=== EXCERPTED PASSAGE ===
------------------------

Saturday, November 19, 2016

leave your marx

I am not sure if I have told you but this is our last year of elementary school. For a little bit I was all upset about it what with my kids getting older and all. Worry not though I have found a loop hole which has taken my self pity to self congratulations. You see Thing One did his last year at the same school that Thing Two has found himself in. Turns out that Just as the tradition of elementary schools having a strong odor of hamster and urine the homework is also a part of the learning tradition. Two years ago I was googling the crap out of all of the ridiculous assignments that were coming home and putting forth my best effort. Now it has become old hat.
Last week I was informed that it was Veterans day- the war fighting kind not the animal saving kind. There was a veteran to be found and researched, a report written about their service and a poster to prove that they were in fact real. My laziness and inability to throw out poster board came in handy because I totes recycled the exact same poster and report that we turned in for Thing One. I am choosing to Ignore the fact that the silly thing collected dust under my bed for 2 years and instead putting a firm check in the win pile.
I am experiencing a little deja vu this week in the form of the great turkey disguise project, only this time I wasn't smart enough to save the first bird so we had to go back to the drawing board.

------------------------

=== INFORMATION PROVIDED ===
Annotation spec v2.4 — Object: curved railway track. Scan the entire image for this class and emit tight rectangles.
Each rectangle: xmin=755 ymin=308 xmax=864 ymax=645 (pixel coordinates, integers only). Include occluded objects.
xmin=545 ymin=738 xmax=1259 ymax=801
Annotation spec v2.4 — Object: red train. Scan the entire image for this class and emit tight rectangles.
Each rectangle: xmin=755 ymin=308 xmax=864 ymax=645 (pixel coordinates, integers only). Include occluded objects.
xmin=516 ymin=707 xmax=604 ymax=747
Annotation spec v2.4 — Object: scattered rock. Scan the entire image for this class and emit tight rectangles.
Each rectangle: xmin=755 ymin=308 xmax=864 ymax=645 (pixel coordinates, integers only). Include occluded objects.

------------------------

=== GIVEN REQUEST 1 ===
Reproduce the records from their start through the line containing "xmin=516 ymin=707 xmax=604 ymax=747", both ends included, with the requests unchanged and every coordinate in the answers offset by 37. Give only that part of the records.
=== GIVEN REQUEST 2 ===
Carry the blog post about elementary school homework further, beginning where it stops.
The records bear no relation to the blog post.

=== WRITTEN ANSWER 1 ===
Annotation spec v2.4 — Object: curved railway track. Scan the entire image for this class and emit tight rectangles.
Each rectangle: xmin=755 ymin=308 xmax=864 ymax=645 (pixel coordinates, integers only). Include occluded objects.
xmin=582 ymin=775 xmax=1296 ymax=838
Annotation spec v2.4 — Object: red train. Scan the entire image for this class and emit tight rectangles.
Each rectangle: xmin=755 ymin=308 xmax=864 ymax=645 (pixel coordinates, integers only). Include occluded objects.
xmin=553 ymin=744 xmax=641 ymax=784

=== WRITTEN ANSWER 2 ===
I kicked around a few ideas and mentioned them to the actual student who didn't seem all that interested in actually doing his homework until I finally just took the reigns. I may have fallen down a rabbit hole while doing my google search and somehow decided that Groucho Marx was a perfect disguise. This was a two part project and required a persuasive letter to convince the folks not to eat his pretend turkey. So as I was cutting and gluing in peace he was trying to write his paper. He kept asking me over and over again who the guy was and after showing his picture after picture I finally gave him a rough outline of what his paper should be about. I tell you it was super clever and included things about how his lack of talking would take away from the fun of eating him and so on and so forth. It only occurred to me AFTER he had written the whole thing that I had confused him with Charlie Chaplin. Needless to say the nine year old was not impressed. We reworked a few things and I am sure people won't know his mom was a little drunk and couldn't even keep two separate characters from two different decades straight.
Given that the project is due tomorrow we came down to finish putting the final touches on the thing and after examining him he informed me that he needed to have a cigar. I tried to explain that promoting smoking in elementary school was a bad idea.He didn't see it that way and after trying to reason with him for a few moments I realized two things. 1. I am too tired to deal with this crap. 2. I should probably never have been given kids.
So while the first turkey looked like this

This years turkey looks like this.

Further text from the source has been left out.